Find each line in the entries below that contains the word "window" and copy it out. Capital and small letters must match.

__________

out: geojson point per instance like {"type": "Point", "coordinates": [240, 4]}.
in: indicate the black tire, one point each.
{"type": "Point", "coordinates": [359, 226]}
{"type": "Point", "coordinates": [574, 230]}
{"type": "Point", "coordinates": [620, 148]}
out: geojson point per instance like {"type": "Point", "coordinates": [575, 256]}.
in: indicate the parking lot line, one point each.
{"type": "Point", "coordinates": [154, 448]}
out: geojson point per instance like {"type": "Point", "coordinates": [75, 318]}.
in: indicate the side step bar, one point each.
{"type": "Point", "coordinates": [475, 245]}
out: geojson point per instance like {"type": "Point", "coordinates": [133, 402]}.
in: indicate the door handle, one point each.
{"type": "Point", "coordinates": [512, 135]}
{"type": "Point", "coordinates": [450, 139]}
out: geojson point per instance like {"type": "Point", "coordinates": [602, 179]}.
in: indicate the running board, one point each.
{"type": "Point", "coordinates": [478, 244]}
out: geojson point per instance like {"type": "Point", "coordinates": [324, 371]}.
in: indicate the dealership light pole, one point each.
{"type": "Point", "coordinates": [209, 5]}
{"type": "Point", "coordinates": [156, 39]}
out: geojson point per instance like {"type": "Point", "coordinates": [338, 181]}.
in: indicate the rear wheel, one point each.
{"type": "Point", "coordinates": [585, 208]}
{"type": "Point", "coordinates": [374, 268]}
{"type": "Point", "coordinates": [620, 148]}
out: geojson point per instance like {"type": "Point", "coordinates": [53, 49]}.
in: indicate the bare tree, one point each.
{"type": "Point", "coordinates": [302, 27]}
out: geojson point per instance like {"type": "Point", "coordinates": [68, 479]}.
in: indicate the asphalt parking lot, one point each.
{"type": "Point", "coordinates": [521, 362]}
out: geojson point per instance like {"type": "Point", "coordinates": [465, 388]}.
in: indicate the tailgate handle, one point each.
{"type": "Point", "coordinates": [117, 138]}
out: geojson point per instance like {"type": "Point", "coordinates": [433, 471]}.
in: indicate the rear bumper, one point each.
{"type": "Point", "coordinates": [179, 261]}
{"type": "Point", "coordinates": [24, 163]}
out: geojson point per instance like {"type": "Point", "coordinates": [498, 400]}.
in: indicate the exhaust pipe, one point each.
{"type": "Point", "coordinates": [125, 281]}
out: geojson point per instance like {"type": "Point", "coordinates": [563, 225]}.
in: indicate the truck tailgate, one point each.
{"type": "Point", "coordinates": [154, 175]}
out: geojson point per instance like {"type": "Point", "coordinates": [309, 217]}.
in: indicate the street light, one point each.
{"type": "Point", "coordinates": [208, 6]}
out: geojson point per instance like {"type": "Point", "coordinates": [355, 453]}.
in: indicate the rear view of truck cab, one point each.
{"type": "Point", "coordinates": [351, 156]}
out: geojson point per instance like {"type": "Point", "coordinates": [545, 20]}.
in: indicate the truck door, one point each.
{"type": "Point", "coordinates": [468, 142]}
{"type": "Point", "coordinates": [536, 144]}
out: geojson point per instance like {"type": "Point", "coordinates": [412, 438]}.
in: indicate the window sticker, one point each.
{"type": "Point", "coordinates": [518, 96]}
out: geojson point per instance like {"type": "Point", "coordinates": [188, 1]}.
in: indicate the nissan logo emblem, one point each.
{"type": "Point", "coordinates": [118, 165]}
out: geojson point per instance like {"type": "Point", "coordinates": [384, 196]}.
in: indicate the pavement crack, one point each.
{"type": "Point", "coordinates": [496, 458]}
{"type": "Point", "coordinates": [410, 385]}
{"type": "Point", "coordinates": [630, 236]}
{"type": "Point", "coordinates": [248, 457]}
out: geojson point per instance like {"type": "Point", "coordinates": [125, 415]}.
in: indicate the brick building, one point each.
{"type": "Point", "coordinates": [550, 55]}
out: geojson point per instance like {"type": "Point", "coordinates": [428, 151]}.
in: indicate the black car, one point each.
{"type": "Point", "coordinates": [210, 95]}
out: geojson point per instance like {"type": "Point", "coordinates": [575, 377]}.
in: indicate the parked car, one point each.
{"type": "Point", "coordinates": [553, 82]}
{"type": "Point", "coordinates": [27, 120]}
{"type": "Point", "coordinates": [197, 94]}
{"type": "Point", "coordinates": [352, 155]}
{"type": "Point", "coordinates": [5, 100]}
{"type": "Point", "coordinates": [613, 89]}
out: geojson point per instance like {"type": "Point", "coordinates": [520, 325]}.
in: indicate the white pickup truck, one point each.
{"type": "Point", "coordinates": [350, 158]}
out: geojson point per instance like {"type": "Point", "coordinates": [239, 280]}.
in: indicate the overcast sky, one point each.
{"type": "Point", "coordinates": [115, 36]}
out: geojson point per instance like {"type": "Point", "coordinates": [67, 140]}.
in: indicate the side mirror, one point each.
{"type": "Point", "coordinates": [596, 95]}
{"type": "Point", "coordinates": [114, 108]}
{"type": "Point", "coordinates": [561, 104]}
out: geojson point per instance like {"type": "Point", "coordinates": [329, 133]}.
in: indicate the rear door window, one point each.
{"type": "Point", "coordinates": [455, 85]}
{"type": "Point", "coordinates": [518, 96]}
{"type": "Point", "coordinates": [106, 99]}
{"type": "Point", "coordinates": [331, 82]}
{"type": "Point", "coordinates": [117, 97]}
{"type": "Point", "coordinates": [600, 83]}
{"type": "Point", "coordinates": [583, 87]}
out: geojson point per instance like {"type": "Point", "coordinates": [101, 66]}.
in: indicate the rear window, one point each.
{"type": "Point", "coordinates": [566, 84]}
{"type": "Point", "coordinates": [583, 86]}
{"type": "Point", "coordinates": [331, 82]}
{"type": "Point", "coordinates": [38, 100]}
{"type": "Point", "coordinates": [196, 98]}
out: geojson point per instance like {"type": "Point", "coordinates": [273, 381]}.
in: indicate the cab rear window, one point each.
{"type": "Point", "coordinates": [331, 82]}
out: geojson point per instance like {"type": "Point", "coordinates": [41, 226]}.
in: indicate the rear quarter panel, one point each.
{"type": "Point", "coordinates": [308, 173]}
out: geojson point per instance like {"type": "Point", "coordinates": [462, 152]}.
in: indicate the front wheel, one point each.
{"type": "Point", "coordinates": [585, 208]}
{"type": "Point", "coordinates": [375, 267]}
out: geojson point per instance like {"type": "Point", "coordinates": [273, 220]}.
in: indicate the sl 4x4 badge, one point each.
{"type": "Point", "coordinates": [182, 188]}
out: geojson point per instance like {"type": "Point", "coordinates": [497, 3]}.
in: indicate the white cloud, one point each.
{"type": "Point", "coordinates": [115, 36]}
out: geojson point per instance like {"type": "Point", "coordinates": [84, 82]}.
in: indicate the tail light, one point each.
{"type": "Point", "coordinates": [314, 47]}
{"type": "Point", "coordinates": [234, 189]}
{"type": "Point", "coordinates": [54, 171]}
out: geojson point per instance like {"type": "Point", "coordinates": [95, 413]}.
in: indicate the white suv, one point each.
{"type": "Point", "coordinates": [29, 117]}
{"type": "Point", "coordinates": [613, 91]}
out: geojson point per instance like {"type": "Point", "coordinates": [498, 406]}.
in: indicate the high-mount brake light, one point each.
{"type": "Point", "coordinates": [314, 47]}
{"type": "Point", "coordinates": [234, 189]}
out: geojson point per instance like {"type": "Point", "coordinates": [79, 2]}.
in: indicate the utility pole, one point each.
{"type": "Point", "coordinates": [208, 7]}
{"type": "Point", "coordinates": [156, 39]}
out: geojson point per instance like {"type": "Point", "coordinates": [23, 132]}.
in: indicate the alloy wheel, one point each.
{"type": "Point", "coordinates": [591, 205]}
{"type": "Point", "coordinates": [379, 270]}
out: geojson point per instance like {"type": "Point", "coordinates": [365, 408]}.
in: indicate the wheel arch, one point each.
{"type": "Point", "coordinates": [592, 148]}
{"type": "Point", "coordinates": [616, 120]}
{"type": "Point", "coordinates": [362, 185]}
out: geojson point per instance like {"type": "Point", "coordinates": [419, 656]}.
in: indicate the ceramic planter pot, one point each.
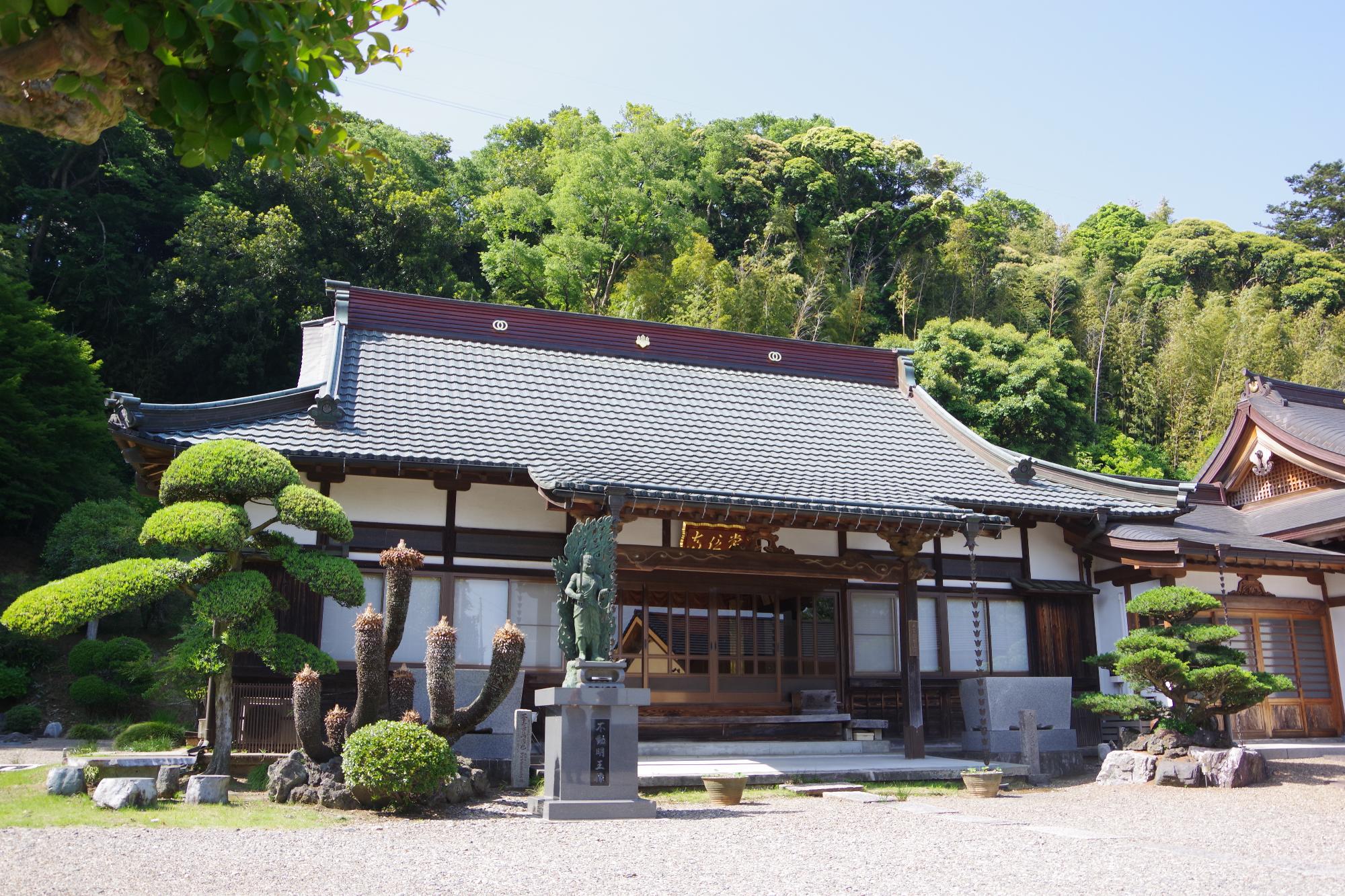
{"type": "Point", "coordinates": [724, 790]}
{"type": "Point", "coordinates": [983, 783]}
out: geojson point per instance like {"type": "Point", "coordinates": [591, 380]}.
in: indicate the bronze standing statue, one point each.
{"type": "Point", "coordinates": [587, 579]}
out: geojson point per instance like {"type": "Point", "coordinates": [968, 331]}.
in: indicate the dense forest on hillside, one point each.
{"type": "Point", "coordinates": [1117, 343]}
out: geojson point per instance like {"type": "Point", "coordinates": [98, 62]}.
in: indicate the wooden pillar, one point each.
{"type": "Point", "coordinates": [913, 732]}
{"type": "Point", "coordinates": [907, 545]}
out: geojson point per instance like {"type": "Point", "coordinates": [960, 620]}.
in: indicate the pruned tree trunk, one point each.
{"type": "Point", "coordinates": [506, 659]}
{"type": "Point", "coordinates": [397, 595]}
{"type": "Point", "coordinates": [401, 693]}
{"type": "Point", "coordinates": [371, 669]}
{"type": "Point", "coordinates": [224, 689]}
{"type": "Point", "coordinates": [309, 715]}
{"type": "Point", "coordinates": [440, 673]}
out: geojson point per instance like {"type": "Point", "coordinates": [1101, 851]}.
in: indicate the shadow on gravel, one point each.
{"type": "Point", "coordinates": [677, 813]}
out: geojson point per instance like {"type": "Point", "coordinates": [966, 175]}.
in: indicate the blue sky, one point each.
{"type": "Point", "coordinates": [1067, 106]}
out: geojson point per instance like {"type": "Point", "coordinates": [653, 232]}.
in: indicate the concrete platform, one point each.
{"type": "Point", "coordinates": [720, 748]}
{"type": "Point", "coordinates": [687, 771]}
{"type": "Point", "coordinates": [1297, 747]}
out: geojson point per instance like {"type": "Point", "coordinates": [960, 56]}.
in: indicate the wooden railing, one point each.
{"type": "Point", "coordinates": [264, 719]}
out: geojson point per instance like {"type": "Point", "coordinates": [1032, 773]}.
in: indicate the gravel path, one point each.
{"type": "Point", "coordinates": [1284, 837]}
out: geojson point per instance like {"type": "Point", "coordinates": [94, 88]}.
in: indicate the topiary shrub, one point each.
{"type": "Point", "coordinates": [397, 762]}
{"type": "Point", "coordinates": [150, 731]}
{"type": "Point", "coordinates": [85, 731]}
{"type": "Point", "coordinates": [204, 491]}
{"type": "Point", "coordinates": [98, 694]}
{"type": "Point", "coordinates": [24, 719]}
{"type": "Point", "coordinates": [1187, 662]}
{"type": "Point", "coordinates": [24, 651]}
{"type": "Point", "coordinates": [85, 658]}
{"type": "Point", "coordinates": [14, 682]}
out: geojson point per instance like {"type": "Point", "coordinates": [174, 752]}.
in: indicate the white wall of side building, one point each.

__________

SOLUTION TO THIS EXERCISE:
in: indicate the window sticker, one point each.
in: indicate the rear door window, one point each.
in: indicate the rear window, one point each.
in: indicate the cab rear window, one point each.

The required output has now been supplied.